> [Task]:
Return the whole listing, line for line, without the pictures in it.

Records from a data collection
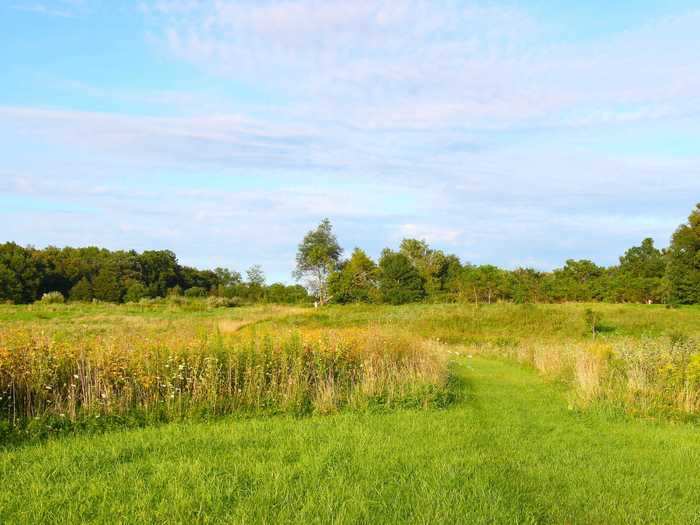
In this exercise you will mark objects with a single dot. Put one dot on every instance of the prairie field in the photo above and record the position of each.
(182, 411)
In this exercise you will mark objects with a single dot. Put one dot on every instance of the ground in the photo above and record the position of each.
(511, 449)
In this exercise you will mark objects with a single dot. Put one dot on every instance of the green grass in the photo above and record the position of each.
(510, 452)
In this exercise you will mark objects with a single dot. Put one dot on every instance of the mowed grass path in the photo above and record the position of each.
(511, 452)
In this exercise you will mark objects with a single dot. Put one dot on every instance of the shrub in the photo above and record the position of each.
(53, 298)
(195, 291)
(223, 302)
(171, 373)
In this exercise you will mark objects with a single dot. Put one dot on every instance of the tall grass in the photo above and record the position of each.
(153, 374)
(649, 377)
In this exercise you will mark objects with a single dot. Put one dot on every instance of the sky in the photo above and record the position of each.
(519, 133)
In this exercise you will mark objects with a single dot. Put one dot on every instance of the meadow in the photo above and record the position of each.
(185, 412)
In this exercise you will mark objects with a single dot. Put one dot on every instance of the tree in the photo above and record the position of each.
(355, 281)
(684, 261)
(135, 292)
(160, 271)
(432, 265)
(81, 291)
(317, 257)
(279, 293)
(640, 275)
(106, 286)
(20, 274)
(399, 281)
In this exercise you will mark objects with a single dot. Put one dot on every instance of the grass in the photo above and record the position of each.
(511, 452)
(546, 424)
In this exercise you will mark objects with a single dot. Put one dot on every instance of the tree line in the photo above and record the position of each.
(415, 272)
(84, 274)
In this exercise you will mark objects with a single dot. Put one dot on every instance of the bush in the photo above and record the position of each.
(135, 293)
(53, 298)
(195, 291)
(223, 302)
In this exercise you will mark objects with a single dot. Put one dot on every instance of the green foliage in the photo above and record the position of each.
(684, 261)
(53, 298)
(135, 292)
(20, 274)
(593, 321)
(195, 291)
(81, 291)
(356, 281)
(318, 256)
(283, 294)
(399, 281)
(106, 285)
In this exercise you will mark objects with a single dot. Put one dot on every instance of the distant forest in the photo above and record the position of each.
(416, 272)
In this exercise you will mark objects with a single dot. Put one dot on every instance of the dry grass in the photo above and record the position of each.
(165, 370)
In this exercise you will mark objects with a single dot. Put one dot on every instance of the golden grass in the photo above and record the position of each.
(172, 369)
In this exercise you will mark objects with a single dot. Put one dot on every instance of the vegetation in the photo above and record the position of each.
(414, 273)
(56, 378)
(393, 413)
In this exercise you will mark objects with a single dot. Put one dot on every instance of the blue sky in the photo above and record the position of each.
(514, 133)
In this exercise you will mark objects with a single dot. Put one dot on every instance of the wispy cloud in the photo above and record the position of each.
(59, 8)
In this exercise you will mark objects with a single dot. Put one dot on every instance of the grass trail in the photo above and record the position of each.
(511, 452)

> [Exercise solution]:
In this exercise you will mark objects with a single dot. Put one dot on every instance of the prairie field in the photo above and record the position of each.
(182, 411)
In this exercise you will mark objects with a single dot. Put one dot on every instance of the ground in the photo above and record the position of each.
(511, 449)
In this exercise you will mark objects with a single dot. Put one dot on every instance of the green grass in the photo above and record the position of each.
(510, 452)
In this exercise you will mark objects with a single dot. Put one dot on every instance of the mowed grass path in the photo above and record the position of each.
(511, 452)
In this exercise you will mark objects with a single dot. Put one dot on every instance of the shrub in the photo above and record the position of each.
(53, 298)
(195, 291)
(223, 302)
(171, 373)
In this exercise you will mark objects with a single dot. Put one dot on every instance of the tall grass in the photo above and record the position of each.
(153, 374)
(649, 377)
In this exercise you will mark objects with a single dot. Put one dot on every instance of the sky in the photo above and record the position of each.
(519, 133)
In this exercise you will mark objects with a single dot. Put one dot on every instance of the meadow in the photo above and record the position of each.
(185, 412)
In this exercise you will mark objects with a single dot. Put one dot on every instance of the tree in the photo above and record the position of each.
(355, 281)
(684, 261)
(135, 292)
(160, 271)
(432, 265)
(81, 291)
(317, 257)
(279, 293)
(640, 275)
(106, 286)
(20, 274)
(399, 281)
In this exercise you will mark objects with a single dot. Put one dot on every instance of the grass in the photo above and record the position of each.
(511, 452)
(546, 424)
In this exercise you will mark objects with a single dot. Put one dot on every instance of the tree line in the photo above and record the position of each.
(415, 272)
(84, 274)
In this exercise you will mark objects with a single dot. Put one dot on every instance of the bush in the photo above and record the position of each.
(135, 293)
(53, 298)
(195, 291)
(223, 302)
In this exercise you will mark objects with a single dot. Put one dot on every instance of the green foliage in the photo above and record the position of each.
(684, 261)
(53, 298)
(135, 292)
(20, 274)
(593, 321)
(195, 291)
(81, 291)
(356, 281)
(318, 256)
(283, 294)
(399, 281)
(106, 285)
In this exercise you will mark objects with a single dot. Put one dot on every instance of the distant forest in the photo above and record the position of each.
(416, 272)
In this exercise you will mark objects with a single dot. Put one dot on every instance of the dry grass in the photo above and record the position of each.
(165, 370)
In this exercise you will mark objects with a single dot. Put one dot on every instance of the golden grass in the photo above and record the position of each.
(172, 369)
In this exercise you will mark objects with a single dot. Put one dot on every instance of the vegetation in the photo above and record the position of each.
(414, 273)
(56, 378)
(393, 413)
In this exercise you will mark objects with a single dot. Put one dot on every instance of the blue sky in the photo above and record the position of each.
(514, 133)
In this exercise you will mark objects with a single dot. Put one dot on every instance of the wispy cloud in the photo above and record the position of each.
(59, 8)
In this exercise you will mark objects with a single dot. Put one dot on every instance of the grass trail in the photo above and record the position of each.
(511, 452)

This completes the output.